Your Partner Is Not A Backstop, Or: How Not To Have A Relationship

Most happy relationships are spackled together by healthy doses of compromise.  And in the happiest relationships, that compromise arrives prenegotiated.
Which is to say that after you’ve been dating for a while, you know what’s going to make your partner feel unloved, and then you set out to proactively fix that.  I know, for example, that Gini gets upset whenever the trash bag gets too full.
Now me?  I hate taking out the trash.  And being more tolerant of messes than my wife is, a teetering stack of garbage doesn’t bother me overmuch as long as it all stays in the bin – a kind of Garbage Jenga, where I can balance three magazines on top of a milk carton for days at a time.
Yet even though to me, bagging that all up is “a chore I have to do prematurely,” I think, “Oh, I know that trash will bother Gini if she sees it – I should suck it up and take the garbage out for her!”
So I do.  And Gini is happier.
Our lives are filled with little “head that off at the pass” moments like that, where Gini calls in if she’s going to stay out late so I can sleep without worrying about her, and I try to put the dishes away before the sink overflows too, and Gini consults with me before reorganizing the bathroom to suit her tastes, and so forth.
What I do not do is wait around for Gini to complain before I do it.
What I do not do is figure, “If Gini really wants it, she’ll ask.”
If I abandoned all responsibility for managing Gini’s needs and thought, “I’ll take it out when Gini yells at me,” I would make Gini feel really isolated in our home.  Because what I’d be saying, in a very real sense, would be, “I care so little about my wife’s feelings that I’m not going to even *think* about what makes her unhappy until she forces the issue.”
Then our dynamic changes from adult/adult to parent/child – I’d be not a partner, but a kid at bedtime, where Mom has to show up every five minutes to go, “Fifteen minutes to bedtime,” then “Five minutes to bedtime,” then “One minute to bedtime,” excruciatingly aware the entire time that if they weren’t consistently enforcing this impending bedtime the kid would play until three in the morning.
(And be an absolute monster the next day at school.  Which, as the parent, would be yet another mess that you had to clean up.)
And our relationship would suffer, because Gini would have all the responsibility for making herself happy.  I’d have told her that it wasn’t my job, anticipating her needs, it was her job to show up like some sort of human alarm clock to wake me from my lazy dozing.  And she’d feel stressed all the time, because hey, if she wasn’t constantly putting in the effort then nothing she wanted would get done.
I might be more content.  But Gini would be a wreck.  And if that happened, we’d have to ask the vital question: Do I actually love Gini, or just love the shit she lets me get away with?
I think the answer would have to be that I didn’t actually love Gini all that much, if I could let her suffer for my convenience.
Look.  Part of being a good partner involves internalizing my lover’s needs, and not forcing them to ask me for every thing they require to feel loved.  I have to be an active partner, investigating today’s case of “So what’s going to make them happy?” and to address that proactively.

[Annotation dataset entries]
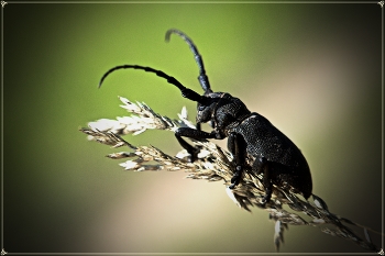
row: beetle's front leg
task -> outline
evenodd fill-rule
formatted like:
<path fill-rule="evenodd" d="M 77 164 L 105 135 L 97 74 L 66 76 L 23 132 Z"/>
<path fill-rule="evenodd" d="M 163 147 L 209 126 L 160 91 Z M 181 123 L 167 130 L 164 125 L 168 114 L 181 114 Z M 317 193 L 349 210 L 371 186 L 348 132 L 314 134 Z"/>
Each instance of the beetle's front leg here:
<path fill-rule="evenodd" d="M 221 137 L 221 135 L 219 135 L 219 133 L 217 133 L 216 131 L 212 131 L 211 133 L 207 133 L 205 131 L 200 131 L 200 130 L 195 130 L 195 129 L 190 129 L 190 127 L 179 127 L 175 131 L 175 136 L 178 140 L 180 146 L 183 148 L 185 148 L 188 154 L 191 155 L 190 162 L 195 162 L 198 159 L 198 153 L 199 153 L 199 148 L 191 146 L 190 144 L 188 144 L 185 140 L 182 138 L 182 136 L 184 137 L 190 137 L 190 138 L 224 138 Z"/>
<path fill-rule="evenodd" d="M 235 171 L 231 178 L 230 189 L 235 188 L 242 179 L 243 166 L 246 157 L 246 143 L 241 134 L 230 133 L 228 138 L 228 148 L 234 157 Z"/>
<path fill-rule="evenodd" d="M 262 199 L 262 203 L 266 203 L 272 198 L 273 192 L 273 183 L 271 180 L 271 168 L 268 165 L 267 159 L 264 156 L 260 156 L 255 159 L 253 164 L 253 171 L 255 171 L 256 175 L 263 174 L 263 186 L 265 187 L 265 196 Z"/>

---

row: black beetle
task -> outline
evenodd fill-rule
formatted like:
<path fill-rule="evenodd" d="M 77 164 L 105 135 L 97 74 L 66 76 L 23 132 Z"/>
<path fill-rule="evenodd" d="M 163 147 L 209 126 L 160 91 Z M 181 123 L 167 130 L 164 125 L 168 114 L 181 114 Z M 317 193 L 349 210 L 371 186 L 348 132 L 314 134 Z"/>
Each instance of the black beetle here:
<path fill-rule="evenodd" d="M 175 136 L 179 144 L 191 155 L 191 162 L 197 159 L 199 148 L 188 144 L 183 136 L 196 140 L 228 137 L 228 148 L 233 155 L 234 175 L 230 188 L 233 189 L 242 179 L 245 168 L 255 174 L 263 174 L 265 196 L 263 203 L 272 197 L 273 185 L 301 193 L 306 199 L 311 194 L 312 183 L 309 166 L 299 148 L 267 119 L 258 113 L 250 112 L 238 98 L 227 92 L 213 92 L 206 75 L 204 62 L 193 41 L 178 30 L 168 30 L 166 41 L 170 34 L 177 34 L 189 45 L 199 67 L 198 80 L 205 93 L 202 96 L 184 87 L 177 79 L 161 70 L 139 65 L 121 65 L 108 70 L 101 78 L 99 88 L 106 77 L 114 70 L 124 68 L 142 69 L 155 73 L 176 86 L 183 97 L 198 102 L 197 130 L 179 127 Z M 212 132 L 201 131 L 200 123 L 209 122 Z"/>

To be done
Answer these about the relationship essay:
(a) Which household chore does the writer say they hate?
(b) What does Gini do when she's going to stay out late?
(c) In the bedtime comparison, what is the first warning Mom gives?

The completed task
(a) Taking out the trash.
(b) She calls in, so the writer can sleep without worrying about her.
(c) "Fifteen minutes to bedtime."